Lastly we look at how to apply the silu and hadamard reduction operation to the two computed MMA tiles.

    mbar_wait(mbar_addr_epi, 0);
    asm volatile("tcgen05.fence::after_thread_sync;");

    // Load MMA into regs (TMEM -> Regs)
    // Each warp loads 16 rows per tcgen05_ld and we have 128 rows, with 4 warps each one is responsible for 32 rows
    // Each thread loads TD_MMA_N/2 values per result, meaning we need TD_MMA_N regs in total to load each result
    float results_1[TD_MMA_N/2];
    float results_2[TD_MMA_N/2];
    int rows_per_warp = TD_MMA_M / (NUM_WARPS - 2);
    for (int sub_m = 0; sub_m <  rows_per_warp / 16; sub_m++) {
        if constexpr (TD_MMA_N == 128) {
            tcgen05_ld<16, 256, 16>(results_1, tmem_addr_result_1 + (((warp_id * rows_per_warp) + sub_m * 16) << 16));
            tcgen05_ld<16, 256, 16>(results_2, tmem_addr_result_2 + (((warp_id * rows_per_warp) + sub_m * 16) << 16));
        }
        else if constexpr (TD_MMA_N == 64) {
            tcgen05_ld<16, 256, 8>(results_1, tmem_addr_result_1 + (((warp_id * rows_per_warp) + sub_m * 16) << 16));
            tcgen05_ld<16, 256, 8>(results_2, tmem_addr_result_2 + (((warp_id * rows_per_warp) + sub_m * 16) << 16));
        }
        asm volatile("tcgen05.wait::ld.sync.aligned;");

        // Post process and store from Regs to SMEM (Regs -> SMEM)
        // Transfer result from SMEM -> GMEM (8 comes from 256/32 -> 256b per ld block from above)

========

Objective 1
In the CUDA epilogue excerpt, how many rows does each warp load per tcgen05_ld call?
Objective 2
Translate this sentence from the CUDA epilogue excerpt into Spanish: "Lastly we look at how to apply the silu and hadamard reduction operation to the two computed MMA tiles."
Objective 3
Continue the CUDA epilogue excerpt from where it stops.

========

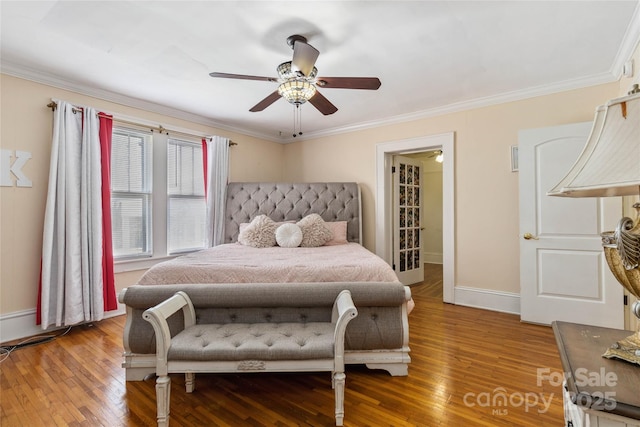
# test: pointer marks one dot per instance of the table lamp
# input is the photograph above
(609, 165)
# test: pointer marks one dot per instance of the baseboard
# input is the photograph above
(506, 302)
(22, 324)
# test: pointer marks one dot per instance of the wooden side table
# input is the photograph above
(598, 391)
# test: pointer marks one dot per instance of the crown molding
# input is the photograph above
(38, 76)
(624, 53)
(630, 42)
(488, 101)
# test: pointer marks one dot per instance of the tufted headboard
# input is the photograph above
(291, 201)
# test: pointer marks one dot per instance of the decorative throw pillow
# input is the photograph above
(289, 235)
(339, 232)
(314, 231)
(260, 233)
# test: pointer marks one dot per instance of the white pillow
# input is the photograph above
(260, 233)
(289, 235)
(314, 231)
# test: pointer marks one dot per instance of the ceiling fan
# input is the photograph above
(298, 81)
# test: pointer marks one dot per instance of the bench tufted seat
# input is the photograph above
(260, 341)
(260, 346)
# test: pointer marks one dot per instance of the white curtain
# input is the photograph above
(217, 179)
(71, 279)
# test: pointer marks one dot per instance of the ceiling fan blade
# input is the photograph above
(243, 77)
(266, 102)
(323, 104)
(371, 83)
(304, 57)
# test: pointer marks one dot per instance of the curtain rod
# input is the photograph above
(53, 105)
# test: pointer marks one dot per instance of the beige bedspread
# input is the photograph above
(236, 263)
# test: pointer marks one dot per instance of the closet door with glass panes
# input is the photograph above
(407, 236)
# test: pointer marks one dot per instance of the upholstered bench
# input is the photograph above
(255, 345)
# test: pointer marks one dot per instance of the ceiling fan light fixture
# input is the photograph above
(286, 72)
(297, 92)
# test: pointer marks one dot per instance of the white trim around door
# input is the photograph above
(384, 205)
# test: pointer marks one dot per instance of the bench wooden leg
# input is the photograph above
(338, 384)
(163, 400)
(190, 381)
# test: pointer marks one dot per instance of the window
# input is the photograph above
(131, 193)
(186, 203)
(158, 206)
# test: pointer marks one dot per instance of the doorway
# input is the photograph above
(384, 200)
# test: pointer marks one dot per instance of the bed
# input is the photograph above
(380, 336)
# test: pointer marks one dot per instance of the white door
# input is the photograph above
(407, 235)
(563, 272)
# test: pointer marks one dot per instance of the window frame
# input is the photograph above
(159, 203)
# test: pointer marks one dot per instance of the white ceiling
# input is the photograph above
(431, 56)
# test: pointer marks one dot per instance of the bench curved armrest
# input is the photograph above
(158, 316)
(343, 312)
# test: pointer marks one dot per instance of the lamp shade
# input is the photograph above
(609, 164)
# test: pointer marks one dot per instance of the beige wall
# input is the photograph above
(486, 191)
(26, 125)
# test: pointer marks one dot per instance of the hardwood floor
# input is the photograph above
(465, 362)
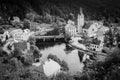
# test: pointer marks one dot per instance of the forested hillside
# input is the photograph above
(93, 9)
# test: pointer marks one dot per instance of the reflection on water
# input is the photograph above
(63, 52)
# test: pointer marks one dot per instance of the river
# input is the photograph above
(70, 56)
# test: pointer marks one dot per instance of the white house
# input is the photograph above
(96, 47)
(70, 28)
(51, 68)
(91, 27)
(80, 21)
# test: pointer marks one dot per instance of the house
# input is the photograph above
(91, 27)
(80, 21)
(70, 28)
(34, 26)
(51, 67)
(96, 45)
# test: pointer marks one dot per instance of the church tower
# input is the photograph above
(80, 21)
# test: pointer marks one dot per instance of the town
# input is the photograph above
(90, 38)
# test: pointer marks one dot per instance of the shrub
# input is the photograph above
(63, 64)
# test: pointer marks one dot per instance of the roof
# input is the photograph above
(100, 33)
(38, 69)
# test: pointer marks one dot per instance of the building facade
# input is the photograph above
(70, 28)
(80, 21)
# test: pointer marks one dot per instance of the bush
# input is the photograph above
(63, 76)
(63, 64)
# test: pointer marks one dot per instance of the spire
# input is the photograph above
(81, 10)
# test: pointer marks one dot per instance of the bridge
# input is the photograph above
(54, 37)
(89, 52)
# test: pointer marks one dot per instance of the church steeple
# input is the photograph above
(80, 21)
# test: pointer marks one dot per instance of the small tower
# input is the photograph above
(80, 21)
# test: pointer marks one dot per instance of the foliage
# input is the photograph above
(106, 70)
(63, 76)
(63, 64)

========

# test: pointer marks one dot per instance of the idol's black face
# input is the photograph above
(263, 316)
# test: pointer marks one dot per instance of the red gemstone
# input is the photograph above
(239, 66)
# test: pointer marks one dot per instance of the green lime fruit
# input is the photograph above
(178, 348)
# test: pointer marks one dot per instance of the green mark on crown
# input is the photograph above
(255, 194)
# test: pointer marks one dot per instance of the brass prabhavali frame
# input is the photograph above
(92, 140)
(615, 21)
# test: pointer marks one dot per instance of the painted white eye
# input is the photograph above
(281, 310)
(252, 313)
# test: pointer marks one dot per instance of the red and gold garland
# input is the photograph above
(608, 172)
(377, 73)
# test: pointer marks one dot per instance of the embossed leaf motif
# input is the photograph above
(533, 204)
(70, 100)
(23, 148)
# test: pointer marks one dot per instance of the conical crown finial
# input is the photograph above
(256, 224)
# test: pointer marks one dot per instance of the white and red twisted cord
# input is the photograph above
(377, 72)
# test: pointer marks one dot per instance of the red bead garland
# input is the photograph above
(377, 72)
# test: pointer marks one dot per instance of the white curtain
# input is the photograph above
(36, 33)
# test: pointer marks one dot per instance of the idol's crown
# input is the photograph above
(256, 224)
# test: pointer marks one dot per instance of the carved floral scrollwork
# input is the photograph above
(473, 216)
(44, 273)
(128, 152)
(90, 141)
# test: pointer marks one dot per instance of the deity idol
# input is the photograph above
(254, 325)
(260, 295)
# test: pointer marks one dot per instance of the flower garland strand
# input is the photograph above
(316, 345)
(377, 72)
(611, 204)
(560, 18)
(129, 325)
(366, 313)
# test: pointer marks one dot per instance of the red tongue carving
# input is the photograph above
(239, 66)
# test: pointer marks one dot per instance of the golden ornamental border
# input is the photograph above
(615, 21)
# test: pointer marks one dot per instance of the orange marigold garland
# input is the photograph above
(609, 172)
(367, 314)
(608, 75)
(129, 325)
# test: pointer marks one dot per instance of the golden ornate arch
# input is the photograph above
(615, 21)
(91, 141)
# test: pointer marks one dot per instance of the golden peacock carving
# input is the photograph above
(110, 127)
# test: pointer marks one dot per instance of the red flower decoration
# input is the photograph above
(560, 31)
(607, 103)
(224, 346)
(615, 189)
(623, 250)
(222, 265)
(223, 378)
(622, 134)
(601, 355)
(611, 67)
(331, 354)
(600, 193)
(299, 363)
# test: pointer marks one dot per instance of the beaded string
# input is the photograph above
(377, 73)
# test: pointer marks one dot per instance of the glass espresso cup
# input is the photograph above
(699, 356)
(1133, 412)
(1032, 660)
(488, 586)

========

Output 1
16 rows

Output 2
Por último, veremos cómo aplicar la operación de reducción silu y hadamard a los dos bloques MMA calculados.

Output 3
        float result[4];
        for (int i = 0; i < TD_MMA_N / 8; i++) {
            const int m_offset = m_off + warp_id * rows_per_warp + sub_m * 16 + lane_id / 4;
            const int n_offset = n_off + i * 8 + (lane_id % 4) * 2;

            result[0] = silu(results_1[i * 4]) * results_2[i * 4];
            result[1] = silu(results_1[i * 4 + 1]) * results_2[i * 4 + 1];
            result[2] = silu(results_1[i * 4 + 2]) * results_2[i * 4 + 2];
            result[3] = silu(results_1[i * 4 + 3]) * results_2[i * 4 + 3];

            reinterpret_cast<half2 *>(c_ref + (m_offset)*N + n_offset)[0] = __float22half2_rn({result[0], result[1]});
            reinterpret_cast<half2 *>(c_ref + (m_offset + 8)*N + n_offset)[0] = __float22half2_rn({result[2], result[3]});
        }
    }

We declare two register buffers to hold the two separate MMA results: results_1 and results_2. We then iteratively load each MMA result in chunks as we did in the GEMM kernel. Once each chunk has been loaded into their respective buffers we loop through those register buffers and do the following: apply the silu operation to the values in results_1, multiply that value by the positionally equivalent value in results_2, and store that end result as a FP16 value to GMEM.

Below are the benchmark results of this new PTX kernel. We see a near 5x speed-up relative to the reference kernel!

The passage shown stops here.